Stored entries:
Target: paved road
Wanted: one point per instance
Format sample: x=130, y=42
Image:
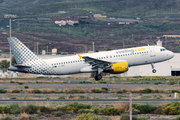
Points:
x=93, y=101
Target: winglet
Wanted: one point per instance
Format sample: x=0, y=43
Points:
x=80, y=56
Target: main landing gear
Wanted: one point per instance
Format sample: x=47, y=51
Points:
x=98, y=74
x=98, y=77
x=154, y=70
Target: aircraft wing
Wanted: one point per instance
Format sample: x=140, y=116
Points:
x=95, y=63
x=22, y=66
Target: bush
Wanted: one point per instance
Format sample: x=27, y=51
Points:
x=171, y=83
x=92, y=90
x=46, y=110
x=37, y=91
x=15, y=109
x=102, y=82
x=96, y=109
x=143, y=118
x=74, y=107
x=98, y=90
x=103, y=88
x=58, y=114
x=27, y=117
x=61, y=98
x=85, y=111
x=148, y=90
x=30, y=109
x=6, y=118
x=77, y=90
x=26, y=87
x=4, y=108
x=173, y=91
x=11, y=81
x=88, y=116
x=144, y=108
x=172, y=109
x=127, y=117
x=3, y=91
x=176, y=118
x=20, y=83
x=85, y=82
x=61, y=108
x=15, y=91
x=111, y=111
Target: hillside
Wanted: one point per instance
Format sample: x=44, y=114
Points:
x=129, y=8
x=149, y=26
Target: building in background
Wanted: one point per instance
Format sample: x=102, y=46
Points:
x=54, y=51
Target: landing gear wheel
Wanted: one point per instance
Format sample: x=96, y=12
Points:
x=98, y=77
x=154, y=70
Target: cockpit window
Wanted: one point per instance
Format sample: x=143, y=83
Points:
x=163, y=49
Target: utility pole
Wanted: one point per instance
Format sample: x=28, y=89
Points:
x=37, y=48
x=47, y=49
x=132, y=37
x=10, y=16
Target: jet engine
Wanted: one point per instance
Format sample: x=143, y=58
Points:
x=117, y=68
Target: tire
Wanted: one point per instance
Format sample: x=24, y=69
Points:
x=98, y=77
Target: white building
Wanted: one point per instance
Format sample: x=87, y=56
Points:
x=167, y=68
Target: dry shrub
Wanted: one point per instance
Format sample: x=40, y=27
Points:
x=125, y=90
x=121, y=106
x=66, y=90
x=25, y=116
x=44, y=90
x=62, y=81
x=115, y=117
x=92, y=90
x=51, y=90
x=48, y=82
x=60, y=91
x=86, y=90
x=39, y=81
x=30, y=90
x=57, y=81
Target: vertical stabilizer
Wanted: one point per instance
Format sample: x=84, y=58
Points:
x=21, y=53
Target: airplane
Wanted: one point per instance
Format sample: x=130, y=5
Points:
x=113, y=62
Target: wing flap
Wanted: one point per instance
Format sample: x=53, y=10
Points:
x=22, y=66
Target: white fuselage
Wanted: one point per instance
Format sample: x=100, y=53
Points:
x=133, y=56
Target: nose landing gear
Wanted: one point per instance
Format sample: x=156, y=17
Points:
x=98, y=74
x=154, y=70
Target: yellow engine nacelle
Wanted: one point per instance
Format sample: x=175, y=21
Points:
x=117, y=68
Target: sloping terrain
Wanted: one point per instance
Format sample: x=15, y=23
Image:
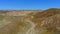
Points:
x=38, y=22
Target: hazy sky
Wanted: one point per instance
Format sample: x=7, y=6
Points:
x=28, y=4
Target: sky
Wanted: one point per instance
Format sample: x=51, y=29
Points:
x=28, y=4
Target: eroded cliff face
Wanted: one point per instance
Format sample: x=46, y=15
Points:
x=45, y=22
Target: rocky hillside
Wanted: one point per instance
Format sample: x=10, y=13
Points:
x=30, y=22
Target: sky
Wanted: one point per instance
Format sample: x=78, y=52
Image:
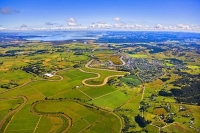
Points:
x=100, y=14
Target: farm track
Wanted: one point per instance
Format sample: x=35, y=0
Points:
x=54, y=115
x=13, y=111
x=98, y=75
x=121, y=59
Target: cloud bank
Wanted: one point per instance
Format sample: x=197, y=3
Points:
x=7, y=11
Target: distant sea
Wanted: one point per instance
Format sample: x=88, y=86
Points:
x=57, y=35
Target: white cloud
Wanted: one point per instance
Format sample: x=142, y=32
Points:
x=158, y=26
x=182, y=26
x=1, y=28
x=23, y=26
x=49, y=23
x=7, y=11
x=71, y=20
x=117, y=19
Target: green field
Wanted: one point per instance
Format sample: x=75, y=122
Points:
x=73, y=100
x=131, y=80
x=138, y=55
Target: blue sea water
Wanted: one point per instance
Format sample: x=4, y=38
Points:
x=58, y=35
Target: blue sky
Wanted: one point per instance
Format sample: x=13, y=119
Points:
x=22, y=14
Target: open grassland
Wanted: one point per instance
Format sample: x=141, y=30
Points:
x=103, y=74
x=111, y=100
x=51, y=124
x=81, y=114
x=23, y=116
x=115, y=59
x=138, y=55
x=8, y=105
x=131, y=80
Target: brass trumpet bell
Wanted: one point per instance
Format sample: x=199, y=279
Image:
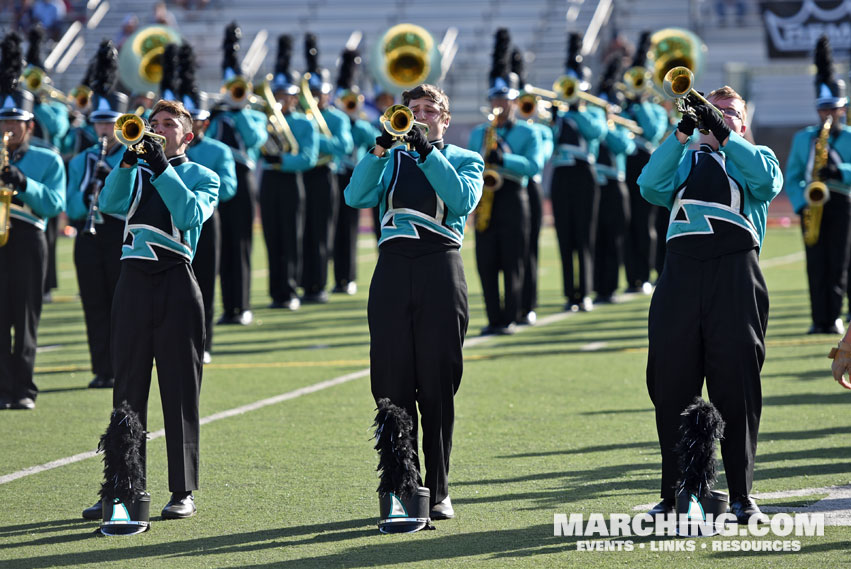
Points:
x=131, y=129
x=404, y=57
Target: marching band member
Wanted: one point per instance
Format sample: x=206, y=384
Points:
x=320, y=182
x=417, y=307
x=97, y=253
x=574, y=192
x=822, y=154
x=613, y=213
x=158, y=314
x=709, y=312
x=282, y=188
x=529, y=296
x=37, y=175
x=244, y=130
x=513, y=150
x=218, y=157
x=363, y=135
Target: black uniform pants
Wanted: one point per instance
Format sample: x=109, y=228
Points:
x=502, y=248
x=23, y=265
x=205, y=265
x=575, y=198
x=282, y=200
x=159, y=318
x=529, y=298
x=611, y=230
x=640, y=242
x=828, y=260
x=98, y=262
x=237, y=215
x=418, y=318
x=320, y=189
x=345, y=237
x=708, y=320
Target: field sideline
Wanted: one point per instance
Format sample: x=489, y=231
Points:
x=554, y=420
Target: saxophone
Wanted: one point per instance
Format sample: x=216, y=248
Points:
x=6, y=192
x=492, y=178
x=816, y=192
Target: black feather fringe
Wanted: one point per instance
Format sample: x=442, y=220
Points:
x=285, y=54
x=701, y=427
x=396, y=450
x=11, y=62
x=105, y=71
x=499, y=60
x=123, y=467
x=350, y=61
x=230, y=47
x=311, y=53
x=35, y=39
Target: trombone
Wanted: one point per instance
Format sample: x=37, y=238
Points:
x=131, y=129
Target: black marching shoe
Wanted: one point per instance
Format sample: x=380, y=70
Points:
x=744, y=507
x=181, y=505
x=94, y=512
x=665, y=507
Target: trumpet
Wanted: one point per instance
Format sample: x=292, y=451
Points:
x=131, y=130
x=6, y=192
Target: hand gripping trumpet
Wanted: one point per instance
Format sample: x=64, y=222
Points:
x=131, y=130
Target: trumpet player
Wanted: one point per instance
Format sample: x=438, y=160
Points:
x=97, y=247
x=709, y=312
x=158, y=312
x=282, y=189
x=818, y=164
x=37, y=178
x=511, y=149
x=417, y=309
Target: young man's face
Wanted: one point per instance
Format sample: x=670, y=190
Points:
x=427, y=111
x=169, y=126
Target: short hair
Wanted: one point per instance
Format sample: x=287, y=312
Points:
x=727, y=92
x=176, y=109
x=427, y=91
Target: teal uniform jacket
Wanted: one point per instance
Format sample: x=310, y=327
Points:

**Problem requirements**: All the lines that hold the word "hillside" must appear in the answer, copied from the records.

**Answer area**:
Target: hillside
Target: rocky hillside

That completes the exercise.